_EXERCISE BRIEF:_ Take the line that contains "target: street lamp" as the first line and the last line of the material below as the final one; reproduce exactly the lines between, inclusive.
— Start of RECORDS FOR THIS TASK —
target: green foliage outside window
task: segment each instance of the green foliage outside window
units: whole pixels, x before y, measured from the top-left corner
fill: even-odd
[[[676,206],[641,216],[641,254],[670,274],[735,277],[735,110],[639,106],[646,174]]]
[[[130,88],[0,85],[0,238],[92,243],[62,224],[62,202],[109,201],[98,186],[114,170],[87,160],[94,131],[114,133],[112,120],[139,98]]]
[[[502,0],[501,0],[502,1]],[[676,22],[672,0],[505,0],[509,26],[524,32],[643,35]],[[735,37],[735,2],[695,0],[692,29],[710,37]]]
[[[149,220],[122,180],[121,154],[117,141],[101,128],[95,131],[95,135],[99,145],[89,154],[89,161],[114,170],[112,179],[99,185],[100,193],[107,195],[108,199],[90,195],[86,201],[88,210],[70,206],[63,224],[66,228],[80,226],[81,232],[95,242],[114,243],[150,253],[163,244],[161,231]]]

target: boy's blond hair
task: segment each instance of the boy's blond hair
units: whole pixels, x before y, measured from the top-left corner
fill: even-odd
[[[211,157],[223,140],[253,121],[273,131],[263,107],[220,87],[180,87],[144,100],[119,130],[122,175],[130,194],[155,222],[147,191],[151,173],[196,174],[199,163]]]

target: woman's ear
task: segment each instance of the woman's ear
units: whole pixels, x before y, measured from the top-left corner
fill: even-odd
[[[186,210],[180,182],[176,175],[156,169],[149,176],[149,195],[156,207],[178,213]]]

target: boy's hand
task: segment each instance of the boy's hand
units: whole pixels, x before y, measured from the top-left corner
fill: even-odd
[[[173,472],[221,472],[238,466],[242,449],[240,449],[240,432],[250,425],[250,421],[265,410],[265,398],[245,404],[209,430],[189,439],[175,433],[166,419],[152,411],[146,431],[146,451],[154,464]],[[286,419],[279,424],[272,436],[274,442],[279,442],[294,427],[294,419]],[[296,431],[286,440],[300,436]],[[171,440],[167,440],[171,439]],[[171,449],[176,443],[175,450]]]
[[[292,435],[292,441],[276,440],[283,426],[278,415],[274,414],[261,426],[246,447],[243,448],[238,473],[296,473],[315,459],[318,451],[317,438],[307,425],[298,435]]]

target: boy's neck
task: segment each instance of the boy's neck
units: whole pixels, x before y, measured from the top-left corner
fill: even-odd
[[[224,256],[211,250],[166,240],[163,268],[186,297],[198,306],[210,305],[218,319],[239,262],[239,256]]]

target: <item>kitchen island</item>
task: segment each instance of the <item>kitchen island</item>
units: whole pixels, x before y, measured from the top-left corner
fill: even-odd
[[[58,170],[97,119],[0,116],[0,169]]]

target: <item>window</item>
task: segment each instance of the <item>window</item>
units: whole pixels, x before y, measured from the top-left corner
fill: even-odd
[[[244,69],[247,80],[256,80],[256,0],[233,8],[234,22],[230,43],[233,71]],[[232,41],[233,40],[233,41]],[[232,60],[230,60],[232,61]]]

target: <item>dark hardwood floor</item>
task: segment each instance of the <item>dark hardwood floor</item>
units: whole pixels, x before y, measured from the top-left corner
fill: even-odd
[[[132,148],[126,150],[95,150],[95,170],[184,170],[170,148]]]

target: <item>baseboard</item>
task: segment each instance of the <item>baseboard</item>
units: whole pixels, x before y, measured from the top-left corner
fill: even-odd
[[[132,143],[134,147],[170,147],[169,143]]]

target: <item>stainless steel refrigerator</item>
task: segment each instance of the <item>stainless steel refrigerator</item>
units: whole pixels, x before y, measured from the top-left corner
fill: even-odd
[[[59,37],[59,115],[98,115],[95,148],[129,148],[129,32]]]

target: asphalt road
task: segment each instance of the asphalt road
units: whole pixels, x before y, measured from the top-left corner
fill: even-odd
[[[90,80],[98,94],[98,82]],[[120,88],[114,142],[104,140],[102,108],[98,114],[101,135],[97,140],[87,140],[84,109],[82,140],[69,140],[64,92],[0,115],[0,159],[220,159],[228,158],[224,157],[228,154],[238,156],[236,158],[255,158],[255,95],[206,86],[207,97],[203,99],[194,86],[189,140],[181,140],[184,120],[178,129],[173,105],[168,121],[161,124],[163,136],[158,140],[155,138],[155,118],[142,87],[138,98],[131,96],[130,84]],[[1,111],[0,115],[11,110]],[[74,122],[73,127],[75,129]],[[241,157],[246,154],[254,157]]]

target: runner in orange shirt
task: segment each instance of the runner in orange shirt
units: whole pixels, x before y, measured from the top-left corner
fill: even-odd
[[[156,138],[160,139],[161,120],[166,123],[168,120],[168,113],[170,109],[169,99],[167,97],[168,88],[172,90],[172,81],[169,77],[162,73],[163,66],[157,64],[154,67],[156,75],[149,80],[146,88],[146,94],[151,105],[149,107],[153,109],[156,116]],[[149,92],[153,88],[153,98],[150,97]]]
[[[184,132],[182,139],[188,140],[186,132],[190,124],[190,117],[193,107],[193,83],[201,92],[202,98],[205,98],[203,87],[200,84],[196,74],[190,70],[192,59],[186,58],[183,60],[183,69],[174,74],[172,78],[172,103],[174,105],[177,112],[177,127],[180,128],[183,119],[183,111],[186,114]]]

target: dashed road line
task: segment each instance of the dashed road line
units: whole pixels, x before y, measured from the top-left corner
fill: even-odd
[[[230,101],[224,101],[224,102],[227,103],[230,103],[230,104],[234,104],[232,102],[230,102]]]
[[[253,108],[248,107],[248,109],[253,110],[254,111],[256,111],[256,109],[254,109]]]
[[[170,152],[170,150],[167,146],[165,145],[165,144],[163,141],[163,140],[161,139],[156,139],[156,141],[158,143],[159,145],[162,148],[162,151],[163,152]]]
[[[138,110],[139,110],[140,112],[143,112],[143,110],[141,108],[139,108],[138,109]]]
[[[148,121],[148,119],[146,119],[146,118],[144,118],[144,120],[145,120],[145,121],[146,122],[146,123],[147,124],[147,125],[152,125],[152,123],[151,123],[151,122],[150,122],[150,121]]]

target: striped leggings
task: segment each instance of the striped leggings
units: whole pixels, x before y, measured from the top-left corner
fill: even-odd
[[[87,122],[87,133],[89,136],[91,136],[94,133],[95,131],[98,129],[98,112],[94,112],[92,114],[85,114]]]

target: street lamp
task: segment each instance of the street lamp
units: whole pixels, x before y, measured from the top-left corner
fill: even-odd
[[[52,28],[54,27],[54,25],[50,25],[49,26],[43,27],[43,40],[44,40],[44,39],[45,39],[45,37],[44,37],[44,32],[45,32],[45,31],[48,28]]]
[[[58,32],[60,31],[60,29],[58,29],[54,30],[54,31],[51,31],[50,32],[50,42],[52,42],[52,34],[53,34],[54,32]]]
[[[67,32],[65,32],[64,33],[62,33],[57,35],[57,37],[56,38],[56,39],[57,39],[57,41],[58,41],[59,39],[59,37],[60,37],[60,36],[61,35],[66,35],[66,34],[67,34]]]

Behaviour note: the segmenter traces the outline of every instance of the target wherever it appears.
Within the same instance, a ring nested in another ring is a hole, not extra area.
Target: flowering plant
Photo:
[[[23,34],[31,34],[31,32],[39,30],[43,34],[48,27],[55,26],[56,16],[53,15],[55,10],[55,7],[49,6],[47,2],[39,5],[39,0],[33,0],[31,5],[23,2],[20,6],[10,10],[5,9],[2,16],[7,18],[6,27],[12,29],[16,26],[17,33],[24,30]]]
— End of RECORDS FOR THIS TASK —
_RIGHT ANSWER:_
target: street lamp
task: segment each instance of the street lamp
units: whole pixels, x before y, measured from the top-left corner
fill: even-odd
[[[52,28],[54,27],[54,25],[50,25],[49,26],[43,27],[43,40],[44,40],[44,39],[45,39],[45,37],[44,37],[44,32],[45,32],[45,31],[48,28]]]
[[[58,32],[60,31],[60,29],[58,29],[54,30],[54,31],[51,31],[50,32],[50,42],[52,42],[52,34],[53,34],[54,32]]]
[[[67,32],[65,32],[64,33],[62,33],[57,35],[57,37],[56,38],[56,39],[57,39],[57,41],[58,41],[59,39],[59,37],[60,37],[60,36],[61,35],[66,35],[66,34],[67,34]]]

Behaviour note: the segmenter traces the outline of every instance of the target wherever it appears.
Within the same instance, a ring nested in another ring is a hole, not extra area.
Target: flowering plant
Photo:
[[[23,34],[31,34],[31,32],[39,30],[43,34],[48,27],[55,26],[56,16],[53,15],[55,10],[55,7],[49,6],[47,2],[39,5],[39,0],[33,0],[31,5],[23,2],[20,6],[10,10],[5,9],[2,16],[7,18],[6,27],[12,29],[16,26],[17,33],[24,30]]]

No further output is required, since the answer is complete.